List of tasks
(1) Answer these questions from the V-ZUG ordering text:
(a) What does a back order create automatically, and what does it hold until stock checks pass?
(b) In SAP, what kind of order does the internal technician place?
(c) When does a product's customer-group price resolve?
(2) Please translate this sentence from the V-ZUG ordering text into German: "The order is a stock transfer inside SAP, not a sale."

Most ecommerce stories start with a shopper browsing a catalog. V-ZUG's doesn't. Behind the brand sit three very different people placing orders, and none of them buys the way a normal customer does.
Key takeaways
- Three buyer types - internal technicians, external agents, and an in-house service team - run on one platform, each with its own pricing, payment, and checkout.
- This is B2B and B2C on one system, with customer-group pricing: the same product carries a different price per group and resolves at login.
- Orders post straight into SAP: customer lookup and creation, sales order routing, inventory reservation, and logistics handoff, all from one short checkout.
- Automation runs under control. A back order creates a sales order automatically but holds release until stock checks pass.
- Receiving a shipment of serial numbers went from hours of manual entry to a paste and a click, written into SAP and linked to the purchase order.
Three buyers who don't buy the same way
The first is an internal technician fixing an appliance under warranty. They know the exact part, and they don't pay for it. The order is a stock transfer inside SAP, not a sale.
The second is an external agent, an independent technician or retailer who buys parts at trade pricing and then invoices the end customer. Their order is a sales order, priced and routed differently from the technician's.

Records from a data collection
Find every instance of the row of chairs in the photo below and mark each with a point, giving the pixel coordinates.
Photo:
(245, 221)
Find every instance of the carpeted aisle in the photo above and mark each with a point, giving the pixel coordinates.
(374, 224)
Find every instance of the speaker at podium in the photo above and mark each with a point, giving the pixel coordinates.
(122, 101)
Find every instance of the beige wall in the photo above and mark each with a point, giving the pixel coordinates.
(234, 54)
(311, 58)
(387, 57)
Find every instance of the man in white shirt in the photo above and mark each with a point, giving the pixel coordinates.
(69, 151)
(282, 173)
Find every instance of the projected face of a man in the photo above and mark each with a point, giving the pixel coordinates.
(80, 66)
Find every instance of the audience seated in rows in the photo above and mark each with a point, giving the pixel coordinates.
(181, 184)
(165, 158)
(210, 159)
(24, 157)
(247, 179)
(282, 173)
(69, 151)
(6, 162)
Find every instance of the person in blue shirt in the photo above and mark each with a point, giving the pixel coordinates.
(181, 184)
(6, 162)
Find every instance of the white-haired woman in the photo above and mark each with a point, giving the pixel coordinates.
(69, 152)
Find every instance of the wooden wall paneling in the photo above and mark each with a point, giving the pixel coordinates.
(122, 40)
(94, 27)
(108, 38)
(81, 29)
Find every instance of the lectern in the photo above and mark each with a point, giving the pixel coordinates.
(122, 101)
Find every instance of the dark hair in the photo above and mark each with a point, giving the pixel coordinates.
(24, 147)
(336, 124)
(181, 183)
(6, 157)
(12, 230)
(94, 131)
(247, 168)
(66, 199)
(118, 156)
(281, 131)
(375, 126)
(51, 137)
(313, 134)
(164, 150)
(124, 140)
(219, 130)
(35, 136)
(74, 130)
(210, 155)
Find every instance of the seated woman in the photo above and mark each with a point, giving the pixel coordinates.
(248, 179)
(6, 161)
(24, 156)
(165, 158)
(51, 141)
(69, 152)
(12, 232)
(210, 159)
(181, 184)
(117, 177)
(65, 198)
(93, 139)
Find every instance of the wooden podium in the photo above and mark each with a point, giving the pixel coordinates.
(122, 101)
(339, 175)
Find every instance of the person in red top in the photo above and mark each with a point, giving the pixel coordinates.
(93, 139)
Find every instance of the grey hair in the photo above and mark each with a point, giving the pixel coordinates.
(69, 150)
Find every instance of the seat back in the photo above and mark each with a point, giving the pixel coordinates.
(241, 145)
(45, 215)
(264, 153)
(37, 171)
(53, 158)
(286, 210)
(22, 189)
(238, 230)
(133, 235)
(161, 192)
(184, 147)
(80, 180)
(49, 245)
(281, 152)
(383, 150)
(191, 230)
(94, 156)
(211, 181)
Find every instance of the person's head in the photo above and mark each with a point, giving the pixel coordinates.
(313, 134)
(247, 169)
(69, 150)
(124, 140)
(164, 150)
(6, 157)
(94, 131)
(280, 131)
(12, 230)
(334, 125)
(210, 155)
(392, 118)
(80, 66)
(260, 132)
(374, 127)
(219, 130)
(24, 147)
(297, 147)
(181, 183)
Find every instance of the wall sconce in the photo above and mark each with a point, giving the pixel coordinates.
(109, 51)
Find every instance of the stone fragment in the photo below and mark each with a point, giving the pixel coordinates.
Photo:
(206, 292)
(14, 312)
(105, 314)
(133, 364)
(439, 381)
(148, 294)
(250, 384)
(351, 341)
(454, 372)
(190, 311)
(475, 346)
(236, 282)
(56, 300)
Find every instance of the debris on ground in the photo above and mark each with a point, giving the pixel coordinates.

Responses to the exercise
(1)
(a) It creates a sales order and holds its release until stock checks pass.
(b) A stock transfer inside SAP, not a sale.
(c) At login.

(2) Die Bestellung ist eine Umlagerung innerhalb von SAP, kein Verkauf.